■ What needs to be done ■
Write out the listing below from the line containing "Reviewer note: check that each instance of the person" to its last line, unaltered, ends included.

— START —

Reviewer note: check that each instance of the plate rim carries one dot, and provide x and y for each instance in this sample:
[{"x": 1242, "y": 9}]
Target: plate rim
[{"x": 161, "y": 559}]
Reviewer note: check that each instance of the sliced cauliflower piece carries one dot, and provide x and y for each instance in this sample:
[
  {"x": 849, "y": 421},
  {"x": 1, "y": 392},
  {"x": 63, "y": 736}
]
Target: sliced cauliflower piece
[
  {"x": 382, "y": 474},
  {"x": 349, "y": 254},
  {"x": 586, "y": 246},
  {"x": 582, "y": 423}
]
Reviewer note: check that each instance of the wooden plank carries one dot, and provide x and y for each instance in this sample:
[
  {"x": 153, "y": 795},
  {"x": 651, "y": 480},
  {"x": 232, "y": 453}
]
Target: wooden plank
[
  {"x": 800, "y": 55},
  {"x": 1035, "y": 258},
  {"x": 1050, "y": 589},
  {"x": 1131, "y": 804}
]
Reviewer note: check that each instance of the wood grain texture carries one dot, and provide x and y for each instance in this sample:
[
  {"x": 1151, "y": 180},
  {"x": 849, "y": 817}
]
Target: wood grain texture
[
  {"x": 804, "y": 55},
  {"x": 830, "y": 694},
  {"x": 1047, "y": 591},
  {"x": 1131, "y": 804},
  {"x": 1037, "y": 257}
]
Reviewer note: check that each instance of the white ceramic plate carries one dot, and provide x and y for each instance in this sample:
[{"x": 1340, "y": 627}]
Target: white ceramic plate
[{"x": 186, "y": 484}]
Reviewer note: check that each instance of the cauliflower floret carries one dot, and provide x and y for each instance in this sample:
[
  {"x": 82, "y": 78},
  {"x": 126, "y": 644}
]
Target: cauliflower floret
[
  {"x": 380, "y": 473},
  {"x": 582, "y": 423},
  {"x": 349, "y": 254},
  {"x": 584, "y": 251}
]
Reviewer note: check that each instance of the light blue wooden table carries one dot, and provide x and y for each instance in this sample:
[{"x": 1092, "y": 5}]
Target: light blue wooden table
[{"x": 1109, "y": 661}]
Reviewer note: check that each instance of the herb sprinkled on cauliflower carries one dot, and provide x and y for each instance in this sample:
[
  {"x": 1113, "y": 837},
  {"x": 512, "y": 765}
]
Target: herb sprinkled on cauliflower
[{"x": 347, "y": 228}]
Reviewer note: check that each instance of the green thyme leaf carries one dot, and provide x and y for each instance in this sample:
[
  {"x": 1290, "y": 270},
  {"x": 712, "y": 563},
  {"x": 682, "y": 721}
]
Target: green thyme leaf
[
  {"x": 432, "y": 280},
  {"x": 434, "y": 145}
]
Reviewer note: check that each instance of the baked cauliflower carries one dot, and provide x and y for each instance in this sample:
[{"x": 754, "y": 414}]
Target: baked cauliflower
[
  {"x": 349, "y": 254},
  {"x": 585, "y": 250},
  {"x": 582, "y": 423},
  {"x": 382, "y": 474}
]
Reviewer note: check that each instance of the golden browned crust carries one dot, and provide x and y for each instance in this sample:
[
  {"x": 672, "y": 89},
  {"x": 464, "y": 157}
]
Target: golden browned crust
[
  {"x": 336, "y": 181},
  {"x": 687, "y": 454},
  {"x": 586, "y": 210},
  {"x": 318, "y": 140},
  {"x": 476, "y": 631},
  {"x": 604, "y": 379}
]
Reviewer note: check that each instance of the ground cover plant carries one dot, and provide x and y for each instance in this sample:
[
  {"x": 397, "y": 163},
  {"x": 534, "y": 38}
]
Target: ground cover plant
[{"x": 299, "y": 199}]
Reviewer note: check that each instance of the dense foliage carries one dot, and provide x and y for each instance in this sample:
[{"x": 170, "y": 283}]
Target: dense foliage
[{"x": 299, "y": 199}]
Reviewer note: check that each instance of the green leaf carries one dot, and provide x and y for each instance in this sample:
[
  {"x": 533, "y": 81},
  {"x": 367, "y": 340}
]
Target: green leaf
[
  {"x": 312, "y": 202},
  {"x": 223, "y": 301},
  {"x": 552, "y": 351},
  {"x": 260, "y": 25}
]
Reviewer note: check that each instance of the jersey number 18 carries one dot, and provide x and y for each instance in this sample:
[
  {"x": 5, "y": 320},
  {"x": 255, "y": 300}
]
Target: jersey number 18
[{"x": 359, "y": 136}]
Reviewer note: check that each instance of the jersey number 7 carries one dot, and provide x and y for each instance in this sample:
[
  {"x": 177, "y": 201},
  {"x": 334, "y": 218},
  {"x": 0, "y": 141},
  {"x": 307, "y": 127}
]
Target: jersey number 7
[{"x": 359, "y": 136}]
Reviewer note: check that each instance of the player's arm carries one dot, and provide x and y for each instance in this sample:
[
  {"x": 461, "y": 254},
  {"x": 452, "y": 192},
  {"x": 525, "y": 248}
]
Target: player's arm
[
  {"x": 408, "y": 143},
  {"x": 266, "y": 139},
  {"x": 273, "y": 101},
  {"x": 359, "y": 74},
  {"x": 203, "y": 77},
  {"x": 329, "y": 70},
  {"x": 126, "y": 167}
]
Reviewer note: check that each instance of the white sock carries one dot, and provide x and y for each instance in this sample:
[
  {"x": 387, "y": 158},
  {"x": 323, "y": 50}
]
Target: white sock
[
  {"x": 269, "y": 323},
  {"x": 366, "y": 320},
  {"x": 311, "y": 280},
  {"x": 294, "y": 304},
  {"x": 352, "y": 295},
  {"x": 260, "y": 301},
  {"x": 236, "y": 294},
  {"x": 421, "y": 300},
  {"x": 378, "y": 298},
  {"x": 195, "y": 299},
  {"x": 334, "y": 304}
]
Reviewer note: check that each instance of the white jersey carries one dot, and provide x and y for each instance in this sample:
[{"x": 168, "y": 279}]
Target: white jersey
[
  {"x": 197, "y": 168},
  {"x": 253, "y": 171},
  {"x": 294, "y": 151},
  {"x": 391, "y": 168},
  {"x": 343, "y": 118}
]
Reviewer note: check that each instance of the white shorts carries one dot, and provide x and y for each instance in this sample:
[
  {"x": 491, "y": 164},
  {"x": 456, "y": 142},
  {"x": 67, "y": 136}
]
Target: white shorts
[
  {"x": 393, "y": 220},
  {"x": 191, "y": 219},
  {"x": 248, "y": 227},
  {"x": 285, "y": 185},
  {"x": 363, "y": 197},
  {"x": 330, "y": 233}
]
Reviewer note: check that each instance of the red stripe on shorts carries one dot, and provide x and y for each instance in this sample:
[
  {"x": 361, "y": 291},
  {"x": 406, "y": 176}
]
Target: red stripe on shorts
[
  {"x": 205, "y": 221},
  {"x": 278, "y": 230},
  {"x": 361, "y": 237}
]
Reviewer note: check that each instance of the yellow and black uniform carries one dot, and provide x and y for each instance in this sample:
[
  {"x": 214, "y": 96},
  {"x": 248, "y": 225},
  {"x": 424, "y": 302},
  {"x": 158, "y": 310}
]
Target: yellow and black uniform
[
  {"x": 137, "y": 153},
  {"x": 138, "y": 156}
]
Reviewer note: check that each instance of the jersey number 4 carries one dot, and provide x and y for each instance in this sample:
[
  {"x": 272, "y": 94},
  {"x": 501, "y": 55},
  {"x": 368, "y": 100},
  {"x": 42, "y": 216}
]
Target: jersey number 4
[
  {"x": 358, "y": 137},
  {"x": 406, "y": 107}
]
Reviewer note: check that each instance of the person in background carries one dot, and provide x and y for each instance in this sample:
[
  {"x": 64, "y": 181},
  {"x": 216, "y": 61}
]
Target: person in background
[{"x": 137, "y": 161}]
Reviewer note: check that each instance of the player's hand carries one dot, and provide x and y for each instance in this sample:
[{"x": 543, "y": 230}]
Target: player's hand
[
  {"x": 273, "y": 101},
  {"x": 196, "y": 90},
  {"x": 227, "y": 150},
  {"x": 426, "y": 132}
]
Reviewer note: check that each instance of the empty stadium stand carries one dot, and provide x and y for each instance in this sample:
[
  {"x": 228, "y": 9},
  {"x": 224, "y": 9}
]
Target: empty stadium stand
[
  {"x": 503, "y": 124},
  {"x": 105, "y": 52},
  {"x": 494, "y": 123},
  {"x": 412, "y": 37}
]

— END —

■ Answer for the task ■
Reviewer note: check that each instance of the person in background carries one dot, and provide x and y for each instance in this sample:
[
  {"x": 64, "y": 181},
  {"x": 216, "y": 61}
]
Target: person in background
[{"x": 137, "y": 161}]
Reviewer note: check that each instance of the player's hand carries one dot, and provide x and y for each instance in this sample:
[{"x": 543, "y": 230}]
Target: player's hand
[
  {"x": 273, "y": 101},
  {"x": 196, "y": 90},
  {"x": 227, "y": 150},
  {"x": 426, "y": 132}
]
Reviewer note: check that each instance of the empty stadium stand carries one dot, and provide x and y for each instance in this sample:
[
  {"x": 228, "y": 9},
  {"x": 224, "y": 9}
]
Target: empty stadium stand
[
  {"x": 503, "y": 124},
  {"x": 105, "y": 52},
  {"x": 494, "y": 123},
  {"x": 412, "y": 37}
]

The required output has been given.